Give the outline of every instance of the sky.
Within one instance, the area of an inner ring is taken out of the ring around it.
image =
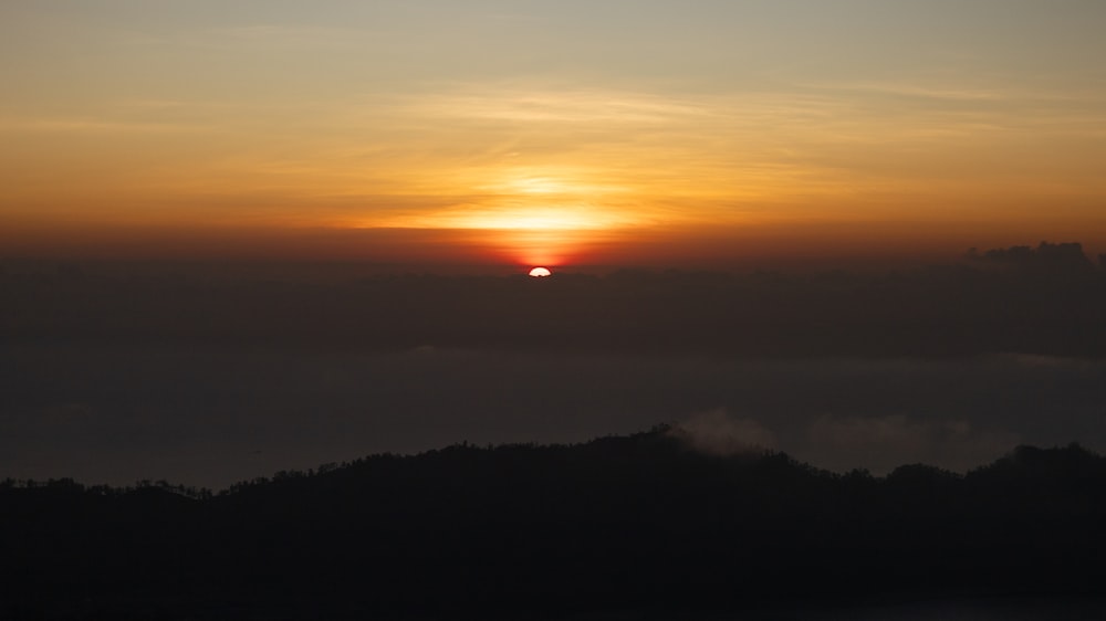
[[[11,0],[0,254],[1106,251],[1098,0]]]

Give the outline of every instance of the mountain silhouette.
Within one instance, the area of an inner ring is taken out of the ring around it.
[[[8,481],[0,506],[4,619],[707,615],[1106,594],[1106,460],[1077,445],[874,477],[707,455],[658,427],[374,455],[218,494]]]

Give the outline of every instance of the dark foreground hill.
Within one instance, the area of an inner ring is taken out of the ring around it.
[[[780,602],[1102,596],[1106,460],[964,476],[708,456],[668,430],[451,446],[218,495],[0,487],[0,618],[734,614]]]

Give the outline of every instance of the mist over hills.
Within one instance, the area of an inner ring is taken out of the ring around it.
[[[0,503],[11,619],[664,618],[1106,594],[1106,460],[1075,445],[873,477],[709,455],[660,427],[379,454],[216,495],[9,481]]]
[[[837,472],[1106,450],[1078,244],[887,271],[0,271],[0,475],[221,487],[367,452],[710,423]]]

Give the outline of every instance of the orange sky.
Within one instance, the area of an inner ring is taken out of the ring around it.
[[[0,254],[1106,251],[1100,3],[363,4],[0,7]]]

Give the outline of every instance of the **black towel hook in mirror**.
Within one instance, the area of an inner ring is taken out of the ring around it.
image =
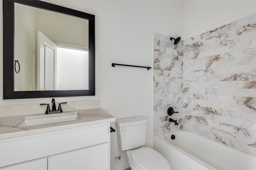
[[[18,60],[14,60],[15,63],[14,63],[14,70],[15,70],[15,72],[16,73],[18,74],[20,72],[20,63],[19,63],[19,61]],[[18,63],[18,65],[19,66],[19,70],[18,71],[17,71],[17,70],[16,70],[16,63]]]

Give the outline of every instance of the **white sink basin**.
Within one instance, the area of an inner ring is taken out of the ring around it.
[[[27,116],[24,118],[24,119],[20,123],[19,123],[17,127],[24,127],[68,121],[73,121],[80,119],[80,117],[77,112],[52,113],[50,115],[40,116]]]

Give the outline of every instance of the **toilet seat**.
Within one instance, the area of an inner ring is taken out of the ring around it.
[[[166,158],[158,152],[149,148],[142,148],[131,153],[133,164],[140,170],[171,170]]]

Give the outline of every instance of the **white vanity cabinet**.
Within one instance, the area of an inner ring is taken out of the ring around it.
[[[109,170],[110,144],[110,123],[4,139],[0,169]]]
[[[106,143],[49,156],[48,170],[107,170],[108,153]]]
[[[28,161],[7,168],[1,168],[2,170],[47,170],[47,158]]]

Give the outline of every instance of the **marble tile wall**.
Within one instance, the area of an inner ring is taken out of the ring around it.
[[[183,129],[256,156],[256,14],[169,38],[154,35],[154,135]]]
[[[154,136],[182,127],[183,42],[175,45],[170,38],[154,34]],[[167,109],[170,107],[179,113],[168,116]],[[179,125],[170,122],[170,117],[177,120]]]
[[[256,14],[184,43],[183,129],[256,156]]]

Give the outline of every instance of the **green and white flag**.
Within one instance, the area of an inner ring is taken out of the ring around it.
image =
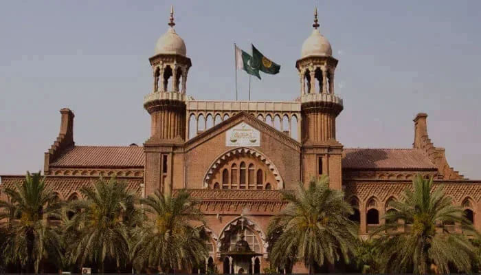
[[[256,76],[258,78],[260,79],[260,75],[259,74],[259,69],[254,69],[251,66],[252,63],[252,56],[247,52],[240,50],[237,45],[235,45],[236,48],[236,68],[243,69],[247,72],[247,74]]]
[[[272,62],[272,60],[265,57],[258,50],[256,49],[254,45],[251,47],[252,62],[251,65],[254,69],[269,74],[276,74],[279,72],[279,70],[280,70],[280,65]]]

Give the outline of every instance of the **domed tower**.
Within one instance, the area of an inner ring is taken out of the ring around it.
[[[181,182],[183,170],[175,167],[182,157],[177,154],[186,138],[186,84],[191,66],[186,43],[174,29],[174,8],[169,28],[155,45],[148,60],[152,66],[152,92],[145,96],[144,107],[150,115],[150,137],[144,144],[145,181],[144,195],[159,190],[170,192],[173,182]],[[175,170],[177,168],[179,170]]]
[[[342,100],[334,93],[337,60],[331,43],[319,31],[317,10],[311,36],[302,44],[301,58],[295,63],[300,80],[302,121],[302,178],[328,175],[332,188],[342,188],[342,145],[336,140],[336,118]]]
[[[181,140],[186,138],[186,84],[192,65],[186,56],[186,43],[174,29],[174,8],[170,8],[169,28],[155,45],[155,55],[148,58],[153,87],[144,100],[150,114],[151,138]]]

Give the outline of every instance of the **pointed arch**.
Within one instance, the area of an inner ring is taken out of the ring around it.
[[[276,115],[274,116],[274,128],[276,128],[276,130],[280,131],[281,123],[280,116],[279,116],[279,115]]]
[[[239,226],[247,227],[249,229],[257,234],[260,241],[260,244],[261,250],[260,252],[262,253],[264,256],[267,256],[267,247],[269,246],[269,243],[266,240],[266,235],[264,234],[262,228],[253,220],[243,216],[234,218],[222,228],[221,230],[221,234],[219,235],[217,251],[221,251],[222,243],[226,238],[226,232],[235,230],[235,228]]]
[[[267,169],[272,173],[273,175],[274,178],[276,179],[276,183],[277,184],[276,186],[274,186],[273,188],[276,189],[283,189],[284,188],[284,181],[282,180],[282,177],[280,176],[280,173],[279,173],[279,170],[278,170],[277,167],[273,164],[273,163],[269,159],[267,158],[267,156],[265,156],[264,154],[258,151],[257,150],[255,150],[251,148],[245,148],[245,147],[239,147],[239,148],[234,148],[233,149],[230,149],[223,153],[222,153],[221,155],[217,157],[216,158],[216,160],[214,160],[211,164],[208,169],[207,172],[205,173],[205,175],[204,175],[204,179],[203,179],[203,186],[204,188],[208,188],[208,182],[210,179],[212,175],[214,175],[214,173],[219,168],[220,165],[221,163],[223,162],[224,160],[225,160],[227,158],[230,157],[232,155],[241,155],[241,154],[247,154],[247,155],[251,155],[252,157],[257,158],[259,160],[260,162],[262,162],[264,164],[266,165],[267,167]],[[232,175],[231,175],[232,176]]]

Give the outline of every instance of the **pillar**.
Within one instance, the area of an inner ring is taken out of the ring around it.
[[[359,234],[366,234],[367,233],[368,224],[366,221],[366,206],[359,205],[359,216],[361,221],[359,222]]]
[[[327,69],[325,67],[321,67],[322,72],[322,94],[327,94]]]
[[[309,91],[309,94],[315,94],[315,78],[314,78],[315,72],[313,71],[311,72],[309,74],[311,75],[311,90]]]

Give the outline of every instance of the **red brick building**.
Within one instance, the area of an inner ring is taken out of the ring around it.
[[[444,184],[454,203],[481,229],[481,182],[465,179],[449,166],[444,148],[429,138],[425,113],[414,118],[412,148],[347,148],[336,139],[336,118],[343,109],[334,91],[338,60],[317,30],[317,19],[295,62],[296,100],[225,102],[186,95],[192,64],[172,15],[149,58],[153,85],[144,107],[151,131],[143,146],[76,145],[74,113],[60,110],[60,133],[45,153],[44,166],[47,183],[60,198],[80,198],[79,189],[101,175],[126,181],[142,197],[187,188],[201,201],[206,215],[211,236],[206,265],[227,273],[268,266],[267,226],[286,204],[276,190],[293,189],[300,181],[322,174],[356,209],[353,218],[359,221],[361,236],[382,222],[389,201],[399,198],[418,173]],[[23,178],[2,175],[2,186]],[[228,253],[241,233],[256,252],[248,259]],[[305,269],[298,265],[293,271]]]

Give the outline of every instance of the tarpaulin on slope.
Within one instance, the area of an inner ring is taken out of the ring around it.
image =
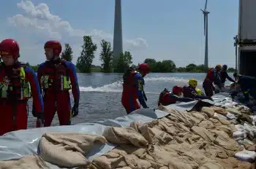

____

* **TASK DIRECTIONS**: Rewrite all of the data above as a numbered list with one item per line. Drop the blank lines and leave the pictures out.

* **WRITTEN ANSWER**:
1. Give the outline of every instance of the sky.
2. Within one instance, the area of an inner ring is taken out of the ring around it.
3. image =
4. [[[11,0],[0,254],[1106,251],[1098,0]]]
5. Give the outline of every instance of the mountain silhouette.
6. Within one instance, the area of an inner ring is taken out of the ring around it.
7. [[[8,481],[0,506],[4,619],[707,615],[1106,594],[1106,460],[1077,445],[874,477],[707,455],[658,427],[374,455],[218,494]]]
8. Give the outline of every instance of the dark foreground hill.
9. Within one instance, the area of an inner ring is taken out of the ring around it.
10. [[[780,602],[1102,596],[1106,460],[964,476],[708,456],[668,430],[451,446],[218,495],[0,487],[0,618],[734,614]]]
11. Give the outline of every instance of the mist over hills.
12. Within one instance, the area of an inner ring is taken out of the ring around it.
13. [[[0,503],[11,619],[664,618],[1106,594],[1106,460],[1075,445],[873,477],[709,455],[660,427],[379,454],[216,495],[9,481]]]
14. [[[837,472],[1106,450],[1078,244],[887,271],[0,271],[0,475],[221,487],[367,452],[710,423]]]
15. Give the outline of every instance of the orange sky.
16. Within one instance, the area of an inner ring is taken out of the ring around it.
17. [[[0,254],[1106,251],[1100,3],[363,4],[0,7]]]
18. Give the outline of every instance of the **black towel hook in mirror**.
19. Within one instance, the area of an inner ring is taken out of the ring around it.
20. image =
21. [[[18,60],[14,60],[15,63],[14,63],[14,70],[15,70],[15,72],[16,73],[18,74],[20,72],[20,63],[19,63],[19,61]],[[18,63],[18,65],[19,66],[19,70],[18,71],[17,71],[17,70],[16,70],[16,63]]]
22. Give the outline of every instance of the **white sink basin**.
23. Within one instance, the area of an inner ring is taken out of the ring around it.
24. [[[27,116],[24,118],[24,119],[20,123],[19,123],[17,127],[24,127],[68,121],[73,121],[80,119],[80,117],[77,112],[52,113],[50,115],[40,116]]]
25. Give the outline of every instance of the **toilet seat**.
26. Within one instance, the area of an inner ring is taken out of the ring around it.
27. [[[166,158],[158,152],[149,148],[142,148],[131,153],[133,164],[140,170],[171,170]]]
28. Give the outline of every instance of the **white vanity cabinet**.
29. Within one instance, the area of an inner ring is taken out of the ring around it.
30. [[[109,170],[110,144],[110,123],[4,139],[0,169]]]
31. [[[106,143],[49,156],[48,170],[107,170],[108,153]]]
32. [[[28,161],[7,168],[1,168],[2,170],[47,170],[47,158]]]
33. Give the outline of every instance of the **marble tile wall**.
34. Within one instance, the area of an inner ring is taken out of the ring around it.
35. [[[183,129],[256,156],[256,14],[169,38],[154,35],[154,135]]]
36. [[[154,136],[182,127],[183,42],[175,45],[170,38],[154,34]],[[167,109],[170,107],[179,113],[168,116]],[[179,125],[170,122],[170,117],[177,120]]]
37. [[[256,14],[184,43],[183,129],[256,156]]]
38. Give the outline of every instance of the **green and white flag**.
39. Within one instance, the area of an inner ring is taken out of the ring around it.
40. image =
41. [[[256,76],[258,78],[260,79],[260,75],[259,74],[259,69],[254,69],[251,66],[252,63],[252,56],[247,52],[240,50],[237,45],[235,45],[236,48],[236,68],[243,69],[247,72],[247,74]]]
42. [[[272,62],[272,60],[265,57],[258,50],[256,49],[254,45],[251,47],[252,62],[251,65],[254,69],[269,74],[276,74],[279,72],[279,70],[280,70],[280,65]]]
43. Give the outline of every instance of the **domed tower**.
44. Within one instance, the area of an inner ring is taken out of the ring around it.
45. [[[181,182],[183,170],[175,167],[182,157],[177,154],[186,138],[186,84],[191,66],[186,43],[174,29],[174,8],[169,28],[155,45],[148,60],[152,66],[152,92],[145,96],[144,107],[150,115],[150,137],[144,144],[145,181],[144,195],[159,190],[170,192],[173,182]],[[175,170],[177,168],[179,170]]]
46. [[[342,100],[334,93],[337,60],[331,43],[319,31],[317,10],[311,36],[302,44],[301,58],[295,63],[300,80],[302,121],[302,178],[328,175],[332,188],[342,188],[342,145],[336,140],[336,118]]]
47. [[[181,140],[186,138],[186,84],[192,65],[186,56],[186,43],[174,29],[174,8],[170,8],[169,28],[155,45],[155,55],[148,58],[153,87],[144,100],[150,114],[151,138]]]
48. Give the outline of every instance of the **pointed arch**.
49. Within one instance, the area of an inner ring is taken out of the ring around it.
50. [[[276,115],[274,116],[274,128],[276,128],[276,130],[280,131],[281,123],[280,116],[279,116],[279,115]]]
51. [[[239,226],[247,227],[249,229],[257,234],[260,241],[260,244],[261,250],[260,252],[262,253],[264,256],[267,256],[267,247],[269,246],[269,243],[266,240],[266,235],[264,234],[262,228],[253,220],[243,216],[234,218],[222,228],[221,230],[221,234],[219,235],[217,251],[221,251],[222,243],[226,238],[226,232],[235,230],[235,228]]]
52. [[[267,169],[272,173],[273,175],[274,178],[276,179],[276,183],[277,184],[276,186],[274,186],[273,188],[276,189],[283,189],[284,188],[284,181],[282,180],[282,177],[280,176],[280,173],[279,173],[279,170],[278,170],[277,167],[273,164],[273,163],[269,159],[267,158],[267,156],[265,156],[264,154],[258,151],[257,150],[255,150],[251,148],[245,148],[245,147],[239,147],[239,148],[234,148],[233,149],[230,149],[223,153],[222,153],[221,155],[217,157],[216,158],[216,160],[214,160],[211,164],[208,169],[207,172],[205,173],[205,175],[204,175],[204,179],[203,179],[203,186],[204,188],[208,188],[208,182],[210,179],[212,175],[214,175],[214,173],[219,168],[220,165],[221,163],[223,162],[224,160],[225,160],[227,158],[230,157],[232,155],[241,155],[241,154],[247,154],[247,155],[251,155],[252,157],[257,158],[259,160],[260,162],[262,162],[264,164],[266,165],[267,167]],[[232,175],[231,175],[232,176]]]
53. Give the outline of every instance of the **pillar**.
54. Within one instance, the area of an inner ring is taken out of the ring around it.
55. [[[359,234],[366,234],[367,233],[368,224],[366,221],[366,206],[359,205],[359,216],[361,221],[359,222]]]
56. [[[327,69],[325,67],[321,67],[322,72],[322,94],[327,94]]]
57. [[[309,91],[309,94],[315,94],[315,78],[314,78],[315,72],[313,71],[311,72],[309,74],[311,75],[311,90]]]
58. Give the outline of every instance of the **red brick building**.
59. Within one instance, the area of an inner ring is taken out of the ring around it.
60. [[[444,184],[454,203],[481,229],[481,182],[465,179],[449,166],[444,148],[429,138],[425,113],[414,118],[412,148],[347,148],[336,139],[336,118],[343,109],[334,91],[338,60],[317,30],[317,19],[295,62],[296,100],[225,102],[186,95],[192,64],[172,15],[149,58],[153,85],[144,107],[151,131],[143,146],[76,145],[74,113],[60,110],[60,133],[45,153],[44,166],[47,183],[60,198],[80,198],[79,189],[101,175],[126,181],[142,197],[187,188],[201,201],[206,215],[211,236],[206,265],[227,273],[268,266],[267,226],[286,204],[276,190],[293,189],[300,181],[322,174],[356,209],[353,218],[359,221],[361,236],[382,222],[389,201],[399,198],[418,173]],[[23,178],[2,175],[2,186]],[[228,253],[241,233],[256,252],[248,259]],[[305,269],[298,265],[293,271]]]
61. Give the outline of every instance of the tarpaulin on slope.
62. Within one instance, the area of an inner ring is taken out of the ring around it.
63. image =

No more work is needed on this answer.